[What to work on]: Look over the entries that follow and work out how many lines contain "white". State the number only.

[Record extracts]:
- Opening Delimiter -

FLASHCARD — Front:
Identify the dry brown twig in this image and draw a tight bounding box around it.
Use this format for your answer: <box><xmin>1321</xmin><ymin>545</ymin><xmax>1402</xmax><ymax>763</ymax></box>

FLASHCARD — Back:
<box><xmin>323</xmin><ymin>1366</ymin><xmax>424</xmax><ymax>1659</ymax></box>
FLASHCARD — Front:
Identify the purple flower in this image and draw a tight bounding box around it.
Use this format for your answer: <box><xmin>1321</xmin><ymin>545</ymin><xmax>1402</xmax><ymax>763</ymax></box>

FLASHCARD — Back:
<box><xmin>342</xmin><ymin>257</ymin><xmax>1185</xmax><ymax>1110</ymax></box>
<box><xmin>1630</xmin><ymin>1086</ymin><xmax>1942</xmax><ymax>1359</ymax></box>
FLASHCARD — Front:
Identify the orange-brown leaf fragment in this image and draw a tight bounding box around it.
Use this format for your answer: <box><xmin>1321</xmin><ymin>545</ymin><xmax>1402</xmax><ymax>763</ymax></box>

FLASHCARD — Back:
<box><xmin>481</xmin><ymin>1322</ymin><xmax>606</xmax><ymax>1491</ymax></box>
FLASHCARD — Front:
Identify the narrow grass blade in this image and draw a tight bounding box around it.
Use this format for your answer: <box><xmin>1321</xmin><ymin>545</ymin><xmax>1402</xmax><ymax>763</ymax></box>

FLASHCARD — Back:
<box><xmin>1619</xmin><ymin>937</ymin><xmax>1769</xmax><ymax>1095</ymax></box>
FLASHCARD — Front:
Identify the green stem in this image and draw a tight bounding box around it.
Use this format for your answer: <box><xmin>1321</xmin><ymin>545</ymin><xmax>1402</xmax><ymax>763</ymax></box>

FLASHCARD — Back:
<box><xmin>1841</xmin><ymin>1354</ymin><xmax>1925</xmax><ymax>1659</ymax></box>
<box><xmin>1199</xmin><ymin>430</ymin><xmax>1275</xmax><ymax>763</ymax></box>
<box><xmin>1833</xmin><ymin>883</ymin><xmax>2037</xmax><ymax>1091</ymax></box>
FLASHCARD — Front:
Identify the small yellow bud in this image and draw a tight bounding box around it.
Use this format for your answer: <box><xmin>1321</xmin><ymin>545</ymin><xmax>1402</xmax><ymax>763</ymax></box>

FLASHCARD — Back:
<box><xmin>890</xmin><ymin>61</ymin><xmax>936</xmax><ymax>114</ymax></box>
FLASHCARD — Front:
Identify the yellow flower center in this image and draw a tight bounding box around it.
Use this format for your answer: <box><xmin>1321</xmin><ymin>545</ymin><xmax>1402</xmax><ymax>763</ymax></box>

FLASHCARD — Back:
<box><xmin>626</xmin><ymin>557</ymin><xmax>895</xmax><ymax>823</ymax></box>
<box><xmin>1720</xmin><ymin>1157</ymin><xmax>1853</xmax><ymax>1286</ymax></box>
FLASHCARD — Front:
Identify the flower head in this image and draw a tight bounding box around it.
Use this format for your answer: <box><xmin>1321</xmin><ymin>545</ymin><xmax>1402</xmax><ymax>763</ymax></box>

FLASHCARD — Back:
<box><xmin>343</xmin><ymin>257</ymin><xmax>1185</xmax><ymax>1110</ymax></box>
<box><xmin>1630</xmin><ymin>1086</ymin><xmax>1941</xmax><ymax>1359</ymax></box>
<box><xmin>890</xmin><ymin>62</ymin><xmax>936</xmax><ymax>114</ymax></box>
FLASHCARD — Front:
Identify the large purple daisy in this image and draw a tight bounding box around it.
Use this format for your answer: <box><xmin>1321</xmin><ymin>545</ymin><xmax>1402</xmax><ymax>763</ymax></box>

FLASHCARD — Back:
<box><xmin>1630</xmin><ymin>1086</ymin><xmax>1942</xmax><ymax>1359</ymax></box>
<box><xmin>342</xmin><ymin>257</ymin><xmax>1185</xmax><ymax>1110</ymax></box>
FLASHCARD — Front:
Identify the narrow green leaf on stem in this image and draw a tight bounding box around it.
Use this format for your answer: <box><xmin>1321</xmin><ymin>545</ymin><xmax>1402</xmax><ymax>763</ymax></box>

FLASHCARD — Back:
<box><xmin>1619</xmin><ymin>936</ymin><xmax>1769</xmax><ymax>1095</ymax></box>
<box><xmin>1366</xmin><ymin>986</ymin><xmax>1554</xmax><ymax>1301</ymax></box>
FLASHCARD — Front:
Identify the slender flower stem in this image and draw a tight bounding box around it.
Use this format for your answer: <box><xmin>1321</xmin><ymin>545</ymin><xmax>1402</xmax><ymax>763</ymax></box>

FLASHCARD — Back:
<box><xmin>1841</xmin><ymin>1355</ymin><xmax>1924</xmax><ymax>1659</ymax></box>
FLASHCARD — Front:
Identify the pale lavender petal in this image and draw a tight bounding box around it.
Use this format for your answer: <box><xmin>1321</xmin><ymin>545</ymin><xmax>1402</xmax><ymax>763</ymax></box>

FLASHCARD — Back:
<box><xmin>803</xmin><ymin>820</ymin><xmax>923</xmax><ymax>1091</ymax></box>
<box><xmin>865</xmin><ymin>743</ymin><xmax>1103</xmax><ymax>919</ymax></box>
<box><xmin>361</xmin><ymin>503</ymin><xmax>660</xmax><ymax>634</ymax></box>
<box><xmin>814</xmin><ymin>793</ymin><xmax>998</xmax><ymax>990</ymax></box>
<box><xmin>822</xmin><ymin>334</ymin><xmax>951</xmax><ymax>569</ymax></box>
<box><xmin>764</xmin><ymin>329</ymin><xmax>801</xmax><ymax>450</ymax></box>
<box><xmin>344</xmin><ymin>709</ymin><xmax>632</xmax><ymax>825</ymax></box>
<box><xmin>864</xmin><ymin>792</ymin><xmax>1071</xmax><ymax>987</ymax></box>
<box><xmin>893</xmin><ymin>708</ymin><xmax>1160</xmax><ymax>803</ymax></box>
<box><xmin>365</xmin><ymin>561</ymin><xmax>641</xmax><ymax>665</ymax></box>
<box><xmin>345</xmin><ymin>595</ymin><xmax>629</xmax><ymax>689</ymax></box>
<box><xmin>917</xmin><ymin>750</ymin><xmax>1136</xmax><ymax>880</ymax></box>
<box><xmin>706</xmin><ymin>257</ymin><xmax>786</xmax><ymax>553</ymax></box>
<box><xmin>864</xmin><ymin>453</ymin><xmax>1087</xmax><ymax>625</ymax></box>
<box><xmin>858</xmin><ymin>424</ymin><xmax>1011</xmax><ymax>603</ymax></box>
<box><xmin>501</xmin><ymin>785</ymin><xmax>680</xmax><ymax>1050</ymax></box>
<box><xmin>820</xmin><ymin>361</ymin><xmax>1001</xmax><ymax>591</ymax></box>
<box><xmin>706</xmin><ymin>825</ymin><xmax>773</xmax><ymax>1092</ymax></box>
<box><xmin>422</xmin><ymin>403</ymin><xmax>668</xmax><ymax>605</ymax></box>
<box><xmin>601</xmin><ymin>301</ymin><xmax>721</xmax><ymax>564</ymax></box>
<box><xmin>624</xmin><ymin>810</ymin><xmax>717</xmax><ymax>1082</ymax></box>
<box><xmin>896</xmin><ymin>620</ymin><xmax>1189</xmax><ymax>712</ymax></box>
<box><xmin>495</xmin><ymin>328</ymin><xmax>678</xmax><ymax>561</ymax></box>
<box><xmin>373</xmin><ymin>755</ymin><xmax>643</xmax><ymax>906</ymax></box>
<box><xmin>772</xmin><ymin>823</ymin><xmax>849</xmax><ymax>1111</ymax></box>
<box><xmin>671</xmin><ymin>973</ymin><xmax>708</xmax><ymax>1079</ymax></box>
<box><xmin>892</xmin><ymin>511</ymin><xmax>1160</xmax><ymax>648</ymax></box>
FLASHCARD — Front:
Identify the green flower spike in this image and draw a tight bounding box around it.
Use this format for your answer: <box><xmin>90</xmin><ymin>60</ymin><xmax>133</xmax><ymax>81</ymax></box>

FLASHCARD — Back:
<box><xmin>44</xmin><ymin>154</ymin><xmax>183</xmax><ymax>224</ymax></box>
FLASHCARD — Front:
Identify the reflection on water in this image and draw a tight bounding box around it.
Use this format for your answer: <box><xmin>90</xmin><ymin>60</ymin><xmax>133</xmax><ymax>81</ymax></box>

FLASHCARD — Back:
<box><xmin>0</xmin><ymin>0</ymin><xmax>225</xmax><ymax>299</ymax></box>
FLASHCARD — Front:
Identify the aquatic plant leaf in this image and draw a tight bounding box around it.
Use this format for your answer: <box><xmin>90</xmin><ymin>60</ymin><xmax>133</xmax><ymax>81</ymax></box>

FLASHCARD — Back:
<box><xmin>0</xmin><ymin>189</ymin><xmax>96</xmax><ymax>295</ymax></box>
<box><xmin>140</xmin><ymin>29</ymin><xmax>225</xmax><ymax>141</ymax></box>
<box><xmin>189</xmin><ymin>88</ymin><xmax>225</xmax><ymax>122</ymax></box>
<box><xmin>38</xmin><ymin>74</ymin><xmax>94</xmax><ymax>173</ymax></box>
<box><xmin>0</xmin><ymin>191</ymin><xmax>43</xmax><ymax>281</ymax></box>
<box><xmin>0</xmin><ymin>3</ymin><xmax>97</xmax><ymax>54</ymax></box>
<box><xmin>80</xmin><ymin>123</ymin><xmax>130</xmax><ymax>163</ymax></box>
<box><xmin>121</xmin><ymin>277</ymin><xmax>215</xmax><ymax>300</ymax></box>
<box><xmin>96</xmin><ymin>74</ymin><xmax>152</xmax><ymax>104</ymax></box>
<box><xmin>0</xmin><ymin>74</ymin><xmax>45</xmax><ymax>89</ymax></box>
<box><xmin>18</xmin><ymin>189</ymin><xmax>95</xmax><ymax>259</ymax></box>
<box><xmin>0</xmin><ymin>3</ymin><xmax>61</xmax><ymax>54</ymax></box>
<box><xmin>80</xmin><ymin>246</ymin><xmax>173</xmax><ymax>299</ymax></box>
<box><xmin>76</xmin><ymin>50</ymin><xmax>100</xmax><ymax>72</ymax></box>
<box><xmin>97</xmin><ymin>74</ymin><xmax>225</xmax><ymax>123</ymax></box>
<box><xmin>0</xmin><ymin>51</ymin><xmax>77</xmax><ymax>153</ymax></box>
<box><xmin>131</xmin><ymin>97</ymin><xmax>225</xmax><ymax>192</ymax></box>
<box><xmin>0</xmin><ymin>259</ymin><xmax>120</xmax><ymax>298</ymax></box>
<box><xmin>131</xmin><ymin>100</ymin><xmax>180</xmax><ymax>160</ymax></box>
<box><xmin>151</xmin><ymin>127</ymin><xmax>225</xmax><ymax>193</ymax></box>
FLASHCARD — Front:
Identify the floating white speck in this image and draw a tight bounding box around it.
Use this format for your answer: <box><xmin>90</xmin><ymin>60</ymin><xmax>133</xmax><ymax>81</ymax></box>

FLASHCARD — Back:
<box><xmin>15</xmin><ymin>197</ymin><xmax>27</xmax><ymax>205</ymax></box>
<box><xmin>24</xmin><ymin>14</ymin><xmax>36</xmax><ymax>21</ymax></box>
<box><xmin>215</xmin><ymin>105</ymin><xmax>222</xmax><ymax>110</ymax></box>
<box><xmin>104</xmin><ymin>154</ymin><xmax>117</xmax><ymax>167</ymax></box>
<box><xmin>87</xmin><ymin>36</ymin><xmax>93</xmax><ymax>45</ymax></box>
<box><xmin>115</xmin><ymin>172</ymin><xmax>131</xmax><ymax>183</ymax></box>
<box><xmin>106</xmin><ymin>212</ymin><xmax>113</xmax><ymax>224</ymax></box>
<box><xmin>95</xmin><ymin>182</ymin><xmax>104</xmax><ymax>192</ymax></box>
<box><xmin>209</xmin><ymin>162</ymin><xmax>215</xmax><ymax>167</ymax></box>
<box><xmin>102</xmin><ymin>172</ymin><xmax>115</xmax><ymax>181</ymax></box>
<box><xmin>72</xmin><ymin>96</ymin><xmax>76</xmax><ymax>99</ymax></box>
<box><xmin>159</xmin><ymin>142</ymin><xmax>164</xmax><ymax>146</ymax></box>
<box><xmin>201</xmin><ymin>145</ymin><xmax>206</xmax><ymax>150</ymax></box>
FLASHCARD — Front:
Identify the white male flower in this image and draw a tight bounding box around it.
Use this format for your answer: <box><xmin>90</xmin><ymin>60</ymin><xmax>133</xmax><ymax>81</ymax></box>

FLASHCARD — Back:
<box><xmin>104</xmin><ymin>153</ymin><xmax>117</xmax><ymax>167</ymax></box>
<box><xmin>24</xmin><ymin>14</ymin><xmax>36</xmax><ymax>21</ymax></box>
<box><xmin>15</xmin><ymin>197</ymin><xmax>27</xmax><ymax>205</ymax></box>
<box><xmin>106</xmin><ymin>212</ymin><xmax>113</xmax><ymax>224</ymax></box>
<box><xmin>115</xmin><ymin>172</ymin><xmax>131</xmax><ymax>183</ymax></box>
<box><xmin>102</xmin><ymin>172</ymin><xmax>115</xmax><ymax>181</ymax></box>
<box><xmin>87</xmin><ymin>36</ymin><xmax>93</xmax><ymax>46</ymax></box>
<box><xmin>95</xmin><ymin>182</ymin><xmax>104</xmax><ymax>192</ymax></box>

- Closing Delimiter -

[Exercise answer]: 2